It's a tough thing to hear because you don't, especially if you're an entrepreneur that's always on the ground, always on the go. You're not paying attention to that stuff. You're trying to build the thing and so you don't see that people, your network, is slowly coming in and slowly evolving. Next week I'll be headed to florida. Well, next week I'll be moderating the panel here in san antonio or an african american museum to talk about, uh with the director of the green book global. Uh, the green book documentary, not the movie documentary, yeah. And then the week after that, and then, I'm sorry, the following week I'll be headed down to Florida to moderate a fireside chat with the editor-in-chief of Travel Weekly and then also a senior travel writer of Bloomberg News and all of these opportunities came because people saw the work that I was doing, saw that it was valuable and quality work, and they said said, we want you to be a yeah, yeah, um.

Langston Clark :

So it's really interesting that you know you build, you build the brand. Culture travels, opportunities come to you, the network grows, you've grown, so talk about the growth of the product or the entity that is. Culture Travels from podcasts to magazine to some of these other things that you're now doing.

Leroy Adams:

Yeah, so when I started the Buddy Pass, it did start out as a podcast all over the world and I interviewed Black travelers all across the world Mexico, ireland, switzerland, you name it and telling their stories.
____________
## Task requirements:
In the interview transcript, what reason does the opening speaker give for being invited to moderate the San Antonio panel and the Florida fireside chat? Answer in one to three sentences.
____________
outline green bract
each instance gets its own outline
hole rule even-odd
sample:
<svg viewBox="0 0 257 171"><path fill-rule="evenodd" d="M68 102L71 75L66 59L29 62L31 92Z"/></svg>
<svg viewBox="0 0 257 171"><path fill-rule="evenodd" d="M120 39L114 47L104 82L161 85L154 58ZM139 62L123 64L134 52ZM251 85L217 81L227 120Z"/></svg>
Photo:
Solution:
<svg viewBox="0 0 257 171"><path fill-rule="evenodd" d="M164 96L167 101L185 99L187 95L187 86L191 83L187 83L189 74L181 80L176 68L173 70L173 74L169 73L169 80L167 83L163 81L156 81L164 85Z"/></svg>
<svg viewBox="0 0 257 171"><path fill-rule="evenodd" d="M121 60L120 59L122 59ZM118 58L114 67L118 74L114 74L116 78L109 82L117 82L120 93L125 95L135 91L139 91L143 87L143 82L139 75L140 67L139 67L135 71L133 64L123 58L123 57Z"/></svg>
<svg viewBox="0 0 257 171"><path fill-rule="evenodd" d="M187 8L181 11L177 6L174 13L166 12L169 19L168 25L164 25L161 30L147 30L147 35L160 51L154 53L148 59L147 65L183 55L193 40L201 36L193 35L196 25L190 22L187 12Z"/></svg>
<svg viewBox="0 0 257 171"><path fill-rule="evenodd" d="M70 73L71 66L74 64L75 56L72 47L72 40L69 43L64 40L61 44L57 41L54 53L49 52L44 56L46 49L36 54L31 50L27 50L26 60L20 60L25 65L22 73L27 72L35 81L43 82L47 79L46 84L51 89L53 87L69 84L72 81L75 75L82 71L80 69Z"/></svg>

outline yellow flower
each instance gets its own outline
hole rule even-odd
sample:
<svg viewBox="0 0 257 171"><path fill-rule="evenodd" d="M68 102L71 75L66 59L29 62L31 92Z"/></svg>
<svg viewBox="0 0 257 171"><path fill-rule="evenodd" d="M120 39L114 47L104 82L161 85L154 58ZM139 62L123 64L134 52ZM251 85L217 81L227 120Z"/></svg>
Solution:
____________
## Written answer:
The speaker says these opportunities came because people saw the speaker's work. They recognized it as valuable, quality work.